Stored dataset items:
☆ ☆ ☆ ☆
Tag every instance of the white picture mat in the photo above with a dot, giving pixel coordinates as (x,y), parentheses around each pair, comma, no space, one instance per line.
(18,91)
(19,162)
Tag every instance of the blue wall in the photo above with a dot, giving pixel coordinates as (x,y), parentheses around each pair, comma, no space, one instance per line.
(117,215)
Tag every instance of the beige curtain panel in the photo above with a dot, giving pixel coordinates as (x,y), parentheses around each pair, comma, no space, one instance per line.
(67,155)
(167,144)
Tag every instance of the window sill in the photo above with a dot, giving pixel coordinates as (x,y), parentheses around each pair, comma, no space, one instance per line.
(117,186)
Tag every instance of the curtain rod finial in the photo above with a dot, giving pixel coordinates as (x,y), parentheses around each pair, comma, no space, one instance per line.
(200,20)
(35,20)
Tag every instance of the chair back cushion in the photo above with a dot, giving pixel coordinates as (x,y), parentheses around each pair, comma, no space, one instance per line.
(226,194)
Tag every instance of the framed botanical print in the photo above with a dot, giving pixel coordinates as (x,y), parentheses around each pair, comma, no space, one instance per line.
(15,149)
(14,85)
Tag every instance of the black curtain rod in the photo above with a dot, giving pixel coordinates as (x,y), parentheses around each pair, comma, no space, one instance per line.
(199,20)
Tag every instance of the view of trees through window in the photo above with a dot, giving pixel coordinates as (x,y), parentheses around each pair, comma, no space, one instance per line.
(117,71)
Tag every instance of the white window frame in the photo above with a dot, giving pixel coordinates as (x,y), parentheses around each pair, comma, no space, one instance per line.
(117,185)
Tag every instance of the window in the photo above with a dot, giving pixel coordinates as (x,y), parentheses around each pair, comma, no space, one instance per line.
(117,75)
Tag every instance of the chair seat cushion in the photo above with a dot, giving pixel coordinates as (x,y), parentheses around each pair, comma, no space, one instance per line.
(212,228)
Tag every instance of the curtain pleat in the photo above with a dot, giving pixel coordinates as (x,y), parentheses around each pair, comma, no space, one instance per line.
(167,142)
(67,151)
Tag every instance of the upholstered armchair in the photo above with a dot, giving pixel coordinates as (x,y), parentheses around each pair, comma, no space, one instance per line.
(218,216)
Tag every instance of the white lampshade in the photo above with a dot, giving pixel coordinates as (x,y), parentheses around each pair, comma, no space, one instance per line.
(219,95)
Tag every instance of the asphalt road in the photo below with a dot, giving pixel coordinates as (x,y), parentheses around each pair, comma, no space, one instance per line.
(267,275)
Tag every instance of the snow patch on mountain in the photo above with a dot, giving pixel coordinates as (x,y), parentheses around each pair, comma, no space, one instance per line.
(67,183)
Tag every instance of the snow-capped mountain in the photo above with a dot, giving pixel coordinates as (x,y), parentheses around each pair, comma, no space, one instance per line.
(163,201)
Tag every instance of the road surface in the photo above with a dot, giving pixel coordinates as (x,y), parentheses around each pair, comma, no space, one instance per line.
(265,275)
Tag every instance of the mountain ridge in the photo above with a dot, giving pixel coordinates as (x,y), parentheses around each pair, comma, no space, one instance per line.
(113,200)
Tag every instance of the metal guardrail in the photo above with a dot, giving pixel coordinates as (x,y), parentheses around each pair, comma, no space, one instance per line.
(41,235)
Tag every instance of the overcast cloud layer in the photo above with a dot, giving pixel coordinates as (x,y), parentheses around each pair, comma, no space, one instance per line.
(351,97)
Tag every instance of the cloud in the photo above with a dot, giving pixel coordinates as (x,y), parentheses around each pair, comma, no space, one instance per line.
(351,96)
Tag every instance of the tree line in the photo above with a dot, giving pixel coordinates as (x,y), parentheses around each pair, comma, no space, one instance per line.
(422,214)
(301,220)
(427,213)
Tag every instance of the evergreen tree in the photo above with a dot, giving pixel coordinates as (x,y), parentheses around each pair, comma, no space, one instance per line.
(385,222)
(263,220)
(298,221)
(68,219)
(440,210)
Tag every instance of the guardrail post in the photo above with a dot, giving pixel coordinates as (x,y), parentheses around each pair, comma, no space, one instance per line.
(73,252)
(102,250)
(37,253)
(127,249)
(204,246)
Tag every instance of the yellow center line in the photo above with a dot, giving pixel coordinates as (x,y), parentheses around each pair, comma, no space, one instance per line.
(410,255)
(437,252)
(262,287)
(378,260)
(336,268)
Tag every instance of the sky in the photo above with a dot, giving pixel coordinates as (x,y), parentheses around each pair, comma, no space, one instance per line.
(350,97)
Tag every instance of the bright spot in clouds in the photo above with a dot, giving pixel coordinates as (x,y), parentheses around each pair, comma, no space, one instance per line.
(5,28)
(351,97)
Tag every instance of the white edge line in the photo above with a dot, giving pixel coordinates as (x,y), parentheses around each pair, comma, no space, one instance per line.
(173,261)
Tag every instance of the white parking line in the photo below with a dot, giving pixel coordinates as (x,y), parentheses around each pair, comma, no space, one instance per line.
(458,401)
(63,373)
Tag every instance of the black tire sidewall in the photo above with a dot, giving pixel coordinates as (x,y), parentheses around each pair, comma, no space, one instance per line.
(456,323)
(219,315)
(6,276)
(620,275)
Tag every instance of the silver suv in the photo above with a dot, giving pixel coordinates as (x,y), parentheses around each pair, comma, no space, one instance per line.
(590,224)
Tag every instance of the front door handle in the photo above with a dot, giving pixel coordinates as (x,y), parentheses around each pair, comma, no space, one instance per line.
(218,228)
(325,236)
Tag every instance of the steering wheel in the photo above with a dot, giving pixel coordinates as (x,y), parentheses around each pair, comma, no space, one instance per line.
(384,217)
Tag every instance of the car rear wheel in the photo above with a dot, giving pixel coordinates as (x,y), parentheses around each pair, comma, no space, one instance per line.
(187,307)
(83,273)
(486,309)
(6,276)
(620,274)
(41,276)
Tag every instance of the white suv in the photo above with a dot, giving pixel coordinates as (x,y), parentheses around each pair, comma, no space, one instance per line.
☆ ☆ ☆ ☆
Exercise prompt: Every entry above needs to be copied exactly.

Reply to the task:
Tag every instance of the white picture mat in the photo above with a dot, giving pixel coordinates as (x,y), parentheses around each pair, comma, no space, one instance per line.
(18,91)
(19,162)
Tag every instance of the blue wall in the photo above with a dot, giving pixel coordinates as (x,y), parentheses around each pair, comma, no space, one instance per line.
(117,215)
Tag every instance of the beige curtain panel in the photo above with a dot, giving pixel coordinates as (x,y), parentheses around each pair, comma, no space, one instance per line.
(67,155)
(167,144)
Tag every instance of the window sill in the photo above with a dot, giving pixel coordinates as (x,y), parentheses around each pair, comma, no space, one instance per line.
(117,186)
Tag every instance of the curtain rod finial in the photo above with a dot, giving pixel coordinates as (x,y), parentheses around each pair, comma, no space, one instance per line.
(200,20)
(35,20)
Tag every instance of the chair back cushion in the photo above with a dot, giving pixel coordinates as (x,y), parentheses around each pair, comma, no space, one instance per line.
(226,194)
Tag every instance of the framed botanical print in the photo above with a dot, giving pixel coordinates as (x,y), parentheses around each pair, comma, no space, one instance per line.
(15,149)
(14,85)
Tag every instance of the black curtain rod in the photo above with a dot, giving pixel coordinates as (x,y), parentheses around each pair, comma, no space, one instance per line.
(199,20)
Tag every instance of the view of trees through window in the photo above with a dot, giving pixel coordinates as (x,y), parentheses around each pair, comma, no space, one instance per line.
(117,71)
Tag every instance of the white window frame in the photo above with a dot, giving pixel coordinates as (x,y), parentheses around each pair, comma, no space, one instance per line.
(117,185)
Tag every instance of the window in the photo above with a dot, giving pixel coordinates as (x,y), parentheses around each pair, comma, no space, one instance per line.
(117,75)
Tag every instance of the chair seat cushion in the photo above with a dot, giving pixel coordinates as (x,y), parentheses around each pair, comma, no space, one instance per line.
(212,228)
Tag every instance of the curtain pleat in the photo above with a dot, giving pixel coordinates as (x,y), parentheses around each pair, comma, no space, one instance per line.
(167,142)
(67,151)
Tag every instance of the upholstered armchair in the photo above with a dot, giving pixel coordinates as (x,y), parentheses around each pair, comma, no space, one instance per line.
(218,216)
Tag every instance of the white lampshade in the photo above with a dot, giving pixel coordinates as (x,y), parentheses around each pair, comma, no space, one instance per line.
(219,95)
Tag every instance of the asphalt road in the photo below with a dot, giving pixel coordinates as (x,y), parentheses around each pair, comma, no space, one instance per line.
(267,275)
Tag every instance of the snow patch on mountain in the photo above with a dot, giving pixel coordinates as (x,y), parentheses around each pair, comma, no space, one instance per line.
(67,183)
Tag every instance of the snow-capped mountain in the photo above with a dot, giving pixel coordinates as (x,y), parentheses around each pair, comma, no space, one instance per line.
(163,201)
Tag every instance of the road surface in the photo above with a dot, giving pixel coordinates as (x,y), parentheses around each pair, comma, no space, one instance per line.
(265,275)
Tag every instance of the mountain ridge in the photo above with a dot, giving pixel coordinates as (x,y), parentheses around each pair, comma, no space, one instance per line.
(113,200)
Tag every instance of the metal guardrail in the photo above with a dot, giving pixel coordinates as (x,y), parentheses around each pair, comma, no space, one instance per line.
(41,235)
Tag every instance of the overcast cloud layer in the photo above with a dot, giving pixel coordinates as (x,y), parentheses around each pair, comma, no space, one instance per line.
(351,97)
Tag every instance of the cloud in the photo above with a dot, giving pixel coordinates as (x,y), parentheses around each pair, comma, no space, one instance per line.
(351,96)
Tag every instance of the tree line in the photo above with a dot, giving pixel coordinates as (x,y), parentheses around each pair, comma, no space, one instance per line.
(422,214)
(301,220)
(427,213)
Tag every instance of the evergreen tree in the photo above with a dot, giving pixel coordinates as (x,y), parentheses around each pair, comma, no space, one instance per line.
(385,222)
(263,220)
(298,221)
(68,219)
(440,210)
Tag every instance of the guardrail post in the photo above with a dot, giving pixel coordinates as (x,y), parentheses around each pair, comma, no space, one instance per line.
(73,252)
(102,250)
(37,253)
(127,249)
(204,246)
Tag every instance of the yellow center line in the photo above with a dot, giving pixel coordinates as (x,y), parentheses around each pair, comma, no space, one instance per line.
(410,255)
(437,252)
(262,287)
(378,260)
(336,268)
Tag every instance of the sky in the photo above with a dot, giving pixel coordinates as (x,y), parentheses around each pair, comma, no space, one instance per line.
(350,97)
Tag every instance of the bright spot in clouds in the photo above with a dot, giving pixel coordinates as (x,y), parentheses around each pair, comma, no space, one instance per line.
(5,28)
(351,97)
Tag every instance of the white edge line in the photo above with a dot, giving pixel coordinates as (x,y), parentheses around each pair, comma, no space, one instance per line.
(173,261)
Tag every instance of the white parking line in the photo below with a dot, giving pixel coordinates as (x,y), parentheses around each pair, comma, no space, one instance per line.
(458,401)
(63,373)
Tag every instance of the black tire sidewall in the photo above with a dot, giving pixel coordinates as (x,y), parentheses around each pair, comma, no space, one instance per line.
(456,323)
(219,315)
(6,276)
(620,275)
Tag every instance of the silver suv in the photo above with a dot, giving pixel coordinates as (x,y), parentheses around each pair, comma, no space, one instance per line.
(590,224)
Tag every instance of the front door handle in the photo above with a dot, giving pixel coordinates as (x,y), parentheses around each pair, comma, no space, one instance per line.
(218,228)
(325,236)
Tag every instance of the steering wheel in the photo above with a dot, giving pixel coordinates as (x,y), parentheses around each pair, comma, no space, one instance per line.
(384,217)
Tag every instance of the car rear wheel in the photo above with a dot, giving pixel coordinates as (x,y), parentheses around each pair, comma, no space, one instance per line.
(187,307)
(83,273)
(486,309)
(6,276)
(620,274)
(41,276)
Tag every instance of the white suv in the photo above with a dot, giving pixel coordinates as (x,y), parentheses around each pair, comma, no space, one instance per line.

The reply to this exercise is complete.